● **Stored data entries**
- - - - -

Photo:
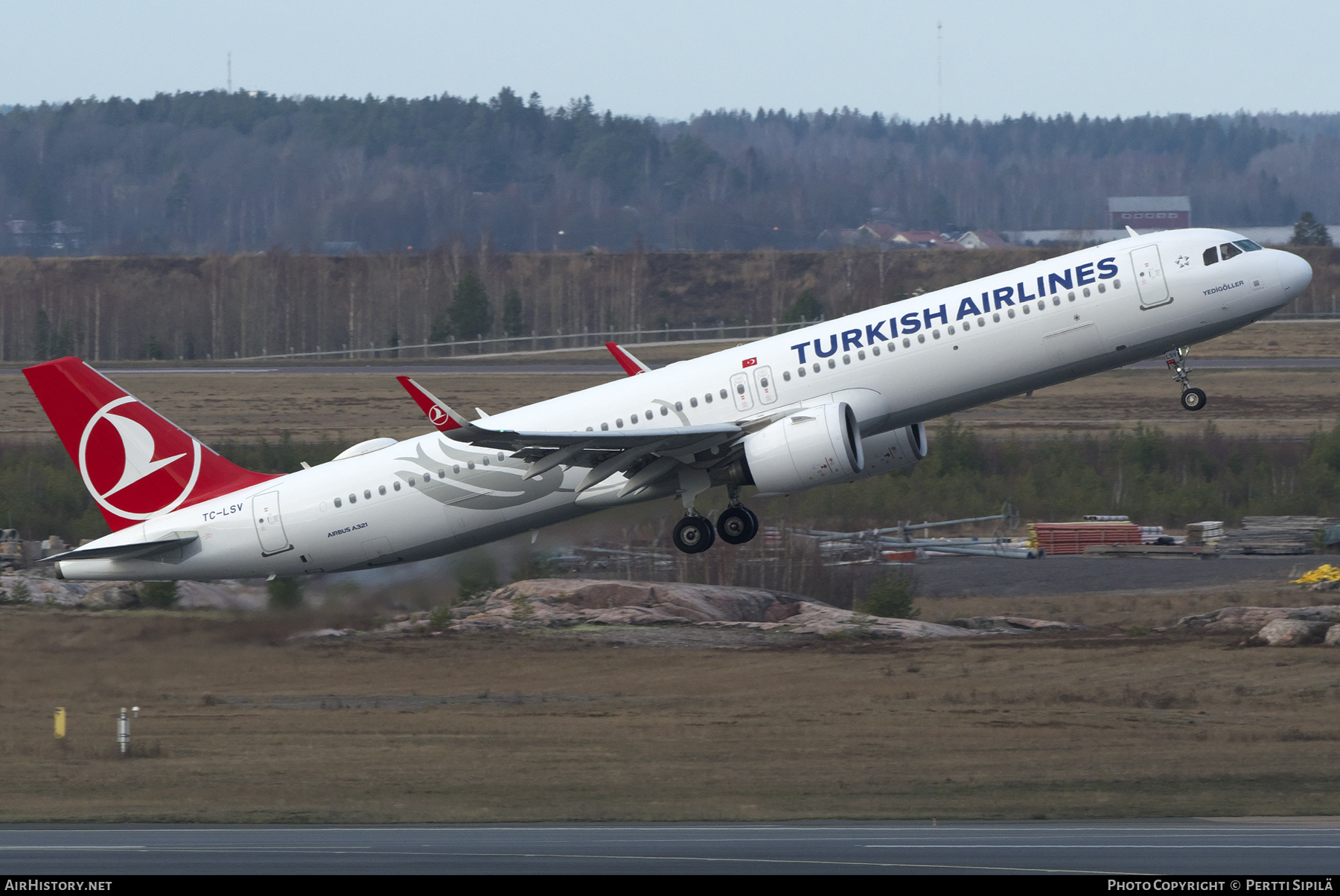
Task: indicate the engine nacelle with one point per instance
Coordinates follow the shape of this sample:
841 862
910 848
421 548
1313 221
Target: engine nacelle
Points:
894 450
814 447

- - - - -

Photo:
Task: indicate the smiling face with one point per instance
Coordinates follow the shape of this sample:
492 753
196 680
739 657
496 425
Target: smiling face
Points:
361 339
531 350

- - - - -

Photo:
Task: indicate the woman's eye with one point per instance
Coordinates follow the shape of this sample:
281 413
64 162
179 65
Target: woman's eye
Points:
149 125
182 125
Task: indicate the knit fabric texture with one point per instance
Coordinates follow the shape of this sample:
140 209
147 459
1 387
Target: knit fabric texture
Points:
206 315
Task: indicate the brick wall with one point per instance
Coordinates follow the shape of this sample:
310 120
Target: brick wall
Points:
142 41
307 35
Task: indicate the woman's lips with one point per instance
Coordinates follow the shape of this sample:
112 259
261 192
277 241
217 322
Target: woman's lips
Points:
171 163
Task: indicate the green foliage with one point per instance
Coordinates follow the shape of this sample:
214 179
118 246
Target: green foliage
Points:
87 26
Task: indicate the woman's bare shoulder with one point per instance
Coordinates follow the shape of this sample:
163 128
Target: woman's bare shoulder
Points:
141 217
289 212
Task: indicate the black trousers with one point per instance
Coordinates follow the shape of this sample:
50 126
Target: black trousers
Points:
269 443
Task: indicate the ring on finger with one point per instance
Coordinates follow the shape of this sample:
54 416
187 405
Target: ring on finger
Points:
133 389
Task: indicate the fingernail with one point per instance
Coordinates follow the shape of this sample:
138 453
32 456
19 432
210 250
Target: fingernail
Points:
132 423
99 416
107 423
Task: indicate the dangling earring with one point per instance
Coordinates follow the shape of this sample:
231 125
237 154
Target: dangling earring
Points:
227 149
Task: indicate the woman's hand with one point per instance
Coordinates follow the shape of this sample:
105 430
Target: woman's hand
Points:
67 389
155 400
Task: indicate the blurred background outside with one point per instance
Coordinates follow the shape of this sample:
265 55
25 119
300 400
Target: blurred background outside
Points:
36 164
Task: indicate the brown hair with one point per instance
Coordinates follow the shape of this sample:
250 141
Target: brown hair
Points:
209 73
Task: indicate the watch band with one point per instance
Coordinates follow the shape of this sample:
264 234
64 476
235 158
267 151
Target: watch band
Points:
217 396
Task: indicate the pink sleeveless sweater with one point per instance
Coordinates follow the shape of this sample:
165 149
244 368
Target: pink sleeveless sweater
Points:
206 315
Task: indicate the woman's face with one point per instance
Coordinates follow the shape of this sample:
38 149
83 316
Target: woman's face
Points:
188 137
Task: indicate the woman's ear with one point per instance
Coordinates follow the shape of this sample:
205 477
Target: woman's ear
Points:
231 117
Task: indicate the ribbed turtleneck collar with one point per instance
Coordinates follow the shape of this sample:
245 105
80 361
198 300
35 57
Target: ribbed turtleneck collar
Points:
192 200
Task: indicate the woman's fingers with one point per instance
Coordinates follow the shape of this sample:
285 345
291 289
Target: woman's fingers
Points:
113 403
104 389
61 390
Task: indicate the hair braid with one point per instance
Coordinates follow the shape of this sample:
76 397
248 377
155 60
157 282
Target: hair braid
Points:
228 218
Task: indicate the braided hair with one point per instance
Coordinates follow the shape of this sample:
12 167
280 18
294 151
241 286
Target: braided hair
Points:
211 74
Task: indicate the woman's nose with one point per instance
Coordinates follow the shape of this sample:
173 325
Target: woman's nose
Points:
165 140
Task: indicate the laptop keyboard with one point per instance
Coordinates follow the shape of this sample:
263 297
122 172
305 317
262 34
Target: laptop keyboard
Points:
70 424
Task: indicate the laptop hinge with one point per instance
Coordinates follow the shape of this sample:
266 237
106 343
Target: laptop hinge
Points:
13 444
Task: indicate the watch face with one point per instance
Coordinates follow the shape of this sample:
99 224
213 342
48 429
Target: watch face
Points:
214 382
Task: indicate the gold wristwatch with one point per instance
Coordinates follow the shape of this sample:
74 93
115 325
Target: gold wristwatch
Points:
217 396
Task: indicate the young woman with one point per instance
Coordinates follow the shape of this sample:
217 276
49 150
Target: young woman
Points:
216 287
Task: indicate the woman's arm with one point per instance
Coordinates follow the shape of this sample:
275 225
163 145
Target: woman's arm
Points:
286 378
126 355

- - - - -

● **EXERCISE AIM**
Go through the entries and return each line where the word "trousers" appears.

● **SOLUTION FOR THIS EXERCISE**
Task: indicate the black trousers with one point per instance
Target: black trousers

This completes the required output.